Brief: Exact output of all the records is required.

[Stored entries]
• • • • •
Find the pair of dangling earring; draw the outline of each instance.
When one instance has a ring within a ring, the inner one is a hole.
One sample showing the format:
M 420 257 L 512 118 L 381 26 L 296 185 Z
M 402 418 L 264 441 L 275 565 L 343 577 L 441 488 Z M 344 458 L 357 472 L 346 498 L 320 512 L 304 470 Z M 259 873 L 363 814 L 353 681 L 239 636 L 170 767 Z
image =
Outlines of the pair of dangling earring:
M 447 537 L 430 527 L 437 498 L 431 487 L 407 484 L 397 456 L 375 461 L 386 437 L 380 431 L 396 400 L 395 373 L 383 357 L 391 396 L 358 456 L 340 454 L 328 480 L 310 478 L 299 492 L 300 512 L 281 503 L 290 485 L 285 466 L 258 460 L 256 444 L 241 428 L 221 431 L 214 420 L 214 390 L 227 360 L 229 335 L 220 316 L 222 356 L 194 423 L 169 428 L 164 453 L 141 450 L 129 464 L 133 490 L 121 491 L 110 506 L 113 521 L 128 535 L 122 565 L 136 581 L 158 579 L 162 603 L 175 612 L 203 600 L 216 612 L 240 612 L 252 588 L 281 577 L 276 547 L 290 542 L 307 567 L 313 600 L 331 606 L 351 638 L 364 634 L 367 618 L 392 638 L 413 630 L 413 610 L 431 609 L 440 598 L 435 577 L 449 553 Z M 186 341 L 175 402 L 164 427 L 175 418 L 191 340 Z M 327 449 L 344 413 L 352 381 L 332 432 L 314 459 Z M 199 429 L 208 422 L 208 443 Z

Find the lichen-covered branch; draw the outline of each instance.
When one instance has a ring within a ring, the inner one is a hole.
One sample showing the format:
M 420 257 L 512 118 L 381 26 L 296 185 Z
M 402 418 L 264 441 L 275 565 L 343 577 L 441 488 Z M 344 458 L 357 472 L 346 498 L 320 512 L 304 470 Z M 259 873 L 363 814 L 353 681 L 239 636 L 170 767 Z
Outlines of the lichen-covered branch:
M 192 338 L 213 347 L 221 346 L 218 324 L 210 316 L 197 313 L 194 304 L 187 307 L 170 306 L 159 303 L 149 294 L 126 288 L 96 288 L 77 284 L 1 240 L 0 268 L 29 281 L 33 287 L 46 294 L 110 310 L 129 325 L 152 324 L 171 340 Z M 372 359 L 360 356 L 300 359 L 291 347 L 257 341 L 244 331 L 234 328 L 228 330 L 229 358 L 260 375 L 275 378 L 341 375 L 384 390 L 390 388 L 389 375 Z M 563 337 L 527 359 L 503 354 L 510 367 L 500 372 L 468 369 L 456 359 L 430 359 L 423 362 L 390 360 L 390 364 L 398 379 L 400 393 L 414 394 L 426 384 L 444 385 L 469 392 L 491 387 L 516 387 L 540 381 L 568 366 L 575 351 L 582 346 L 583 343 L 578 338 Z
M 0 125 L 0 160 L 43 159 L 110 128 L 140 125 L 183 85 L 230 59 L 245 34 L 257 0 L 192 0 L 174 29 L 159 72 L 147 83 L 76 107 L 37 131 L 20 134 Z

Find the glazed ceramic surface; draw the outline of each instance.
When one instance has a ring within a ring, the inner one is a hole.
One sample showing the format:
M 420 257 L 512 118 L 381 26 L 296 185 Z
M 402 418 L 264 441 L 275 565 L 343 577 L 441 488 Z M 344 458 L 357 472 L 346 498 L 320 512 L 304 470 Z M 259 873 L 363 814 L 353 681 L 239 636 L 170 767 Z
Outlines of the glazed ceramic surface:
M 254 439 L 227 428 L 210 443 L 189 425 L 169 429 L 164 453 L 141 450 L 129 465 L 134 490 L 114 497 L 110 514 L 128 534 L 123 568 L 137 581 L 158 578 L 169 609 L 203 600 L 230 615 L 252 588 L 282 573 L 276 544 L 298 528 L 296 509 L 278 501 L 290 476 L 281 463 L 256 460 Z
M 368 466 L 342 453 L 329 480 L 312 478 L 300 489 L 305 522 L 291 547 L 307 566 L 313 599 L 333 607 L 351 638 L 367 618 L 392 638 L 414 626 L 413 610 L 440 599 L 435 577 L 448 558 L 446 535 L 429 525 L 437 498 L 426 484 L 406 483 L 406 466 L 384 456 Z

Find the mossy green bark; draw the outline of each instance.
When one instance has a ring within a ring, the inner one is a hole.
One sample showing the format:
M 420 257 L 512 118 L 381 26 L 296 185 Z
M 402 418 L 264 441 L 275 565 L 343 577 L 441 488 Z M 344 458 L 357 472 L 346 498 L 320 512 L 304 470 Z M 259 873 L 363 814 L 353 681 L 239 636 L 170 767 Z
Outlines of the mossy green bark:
• • • • •
Solution:
Find the pair of dangling earring; draw the outline of each instance.
When one instance has a ring within a ring, the inner one is a hole.
One sample showing the format:
M 420 257 L 512 118 L 381 26 L 296 185 Z
M 402 418 L 264 441 L 275 565 L 343 577 L 441 488 Z M 344 458 L 357 472 L 346 498 L 320 512 L 304 470 Z M 259 873 L 363 814 L 353 681 L 239 636 L 170 767 Z
image =
Outlines of the pair of dangling earring:
M 447 537 L 430 527 L 437 498 L 431 487 L 407 484 L 397 456 L 375 461 L 386 437 L 380 431 L 396 400 L 395 373 L 383 357 L 391 396 L 358 456 L 340 454 L 328 480 L 310 478 L 299 492 L 300 512 L 281 503 L 290 485 L 285 466 L 258 460 L 256 444 L 241 428 L 221 431 L 214 420 L 214 390 L 227 360 L 229 335 L 220 316 L 222 356 L 194 423 L 169 428 L 164 453 L 141 450 L 129 464 L 133 490 L 121 491 L 110 506 L 113 521 L 128 535 L 122 565 L 136 581 L 158 579 L 162 603 L 175 612 L 203 600 L 216 612 L 240 612 L 252 588 L 281 577 L 276 547 L 290 542 L 307 567 L 313 600 L 331 606 L 351 638 L 364 634 L 367 618 L 392 638 L 413 630 L 413 610 L 431 609 L 440 598 L 435 577 L 449 553 Z M 186 341 L 175 402 L 164 427 L 175 418 L 191 340 Z M 327 449 L 344 413 L 352 381 L 332 432 L 314 459 Z M 199 429 L 208 422 L 208 443 Z

Find the lichen-covered branch; draw the outline of each instance.
When one instance has a ring within a ring, the inner one is a hole.
One sample showing the format:
M 420 257 L 512 118 L 381 26 L 296 185 Z
M 402 418 L 264 441 L 275 565 L 343 577 L 441 488 Z M 344 458 L 357 472 L 346 498 L 320 512 L 304 470 Z M 259 873 L 363 814 L 353 681 L 239 636 L 170 767 Z
Outlines of the lichen-covered branch:
M 192 338 L 213 347 L 221 346 L 218 324 L 210 316 L 197 313 L 194 304 L 187 307 L 170 306 L 159 303 L 149 294 L 126 288 L 96 288 L 77 284 L 1 240 L 0 268 L 29 281 L 33 287 L 46 294 L 110 310 L 129 325 L 152 324 L 171 340 Z M 372 359 L 360 356 L 300 359 L 291 347 L 257 341 L 244 331 L 234 328 L 228 330 L 229 358 L 260 375 L 275 378 L 341 375 L 384 390 L 390 388 L 389 375 Z M 563 337 L 527 359 L 503 354 L 510 367 L 500 372 L 468 369 L 456 359 L 430 359 L 423 362 L 390 360 L 390 364 L 398 379 L 400 393 L 414 394 L 426 384 L 444 385 L 469 392 L 491 387 L 516 387 L 540 381 L 568 366 L 575 351 L 582 346 L 583 343 L 578 338 Z
M 0 125 L 0 160 L 43 159 L 110 128 L 140 125 L 183 85 L 230 59 L 245 34 L 257 0 L 192 0 L 174 29 L 159 72 L 147 83 L 76 107 L 37 131 L 20 134 Z

Find the glazed ceramic surface; draw the outline of each instance.
When one instance has a ring within a ring, the inner one is a hole.
One sample showing the format:
M 420 257 L 512 118 L 381 26 L 296 185 Z
M 402 418 L 264 441 L 275 565 L 343 577 L 441 488 Z M 344 458 L 357 472 L 346 498 L 320 512 L 304 470 Z M 259 873 L 363 814 L 353 681 L 239 636 L 170 767 Z
Outlines of the glazed ceramic surface:
M 254 439 L 227 428 L 210 443 L 189 425 L 169 429 L 164 453 L 141 450 L 129 465 L 134 490 L 114 497 L 110 514 L 128 534 L 123 568 L 137 581 L 158 578 L 169 609 L 203 600 L 230 615 L 252 588 L 282 573 L 276 544 L 298 528 L 296 509 L 278 501 L 290 476 L 281 463 L 256 460 Z
M 368 466 L 342 453 L 329 480 L 312 478 L 300 489 L 305 522 L 291 547 L 307 566 L 313 599 L 333 607 L 351 638 L 367 618 L 392 638 L 414 626 L 413 610 L 440 599 L 435 577 L 448 558 L 446 535 L 429 525 L 437 498 L 426 484 L 406 483 L 406 466 L 384 456 Z

Find the mossy green bark; draw the outline of each instance.
When one instance has a ring within a ring, the inner one is a hole.
One sample showing the format:
M 420 257 L 512 118 L 381 26 L 296 185 Z
M 402 418 L 264 441 L 275 565 L 343 577 L 441 488 Z M 344 458 L 357 472 L 346 498 L 320 512 L 304 470 Z M 259 873 L 363 814 L 353 681 L 239 636 L 170 767 Z
Outlines of the mossy green bark:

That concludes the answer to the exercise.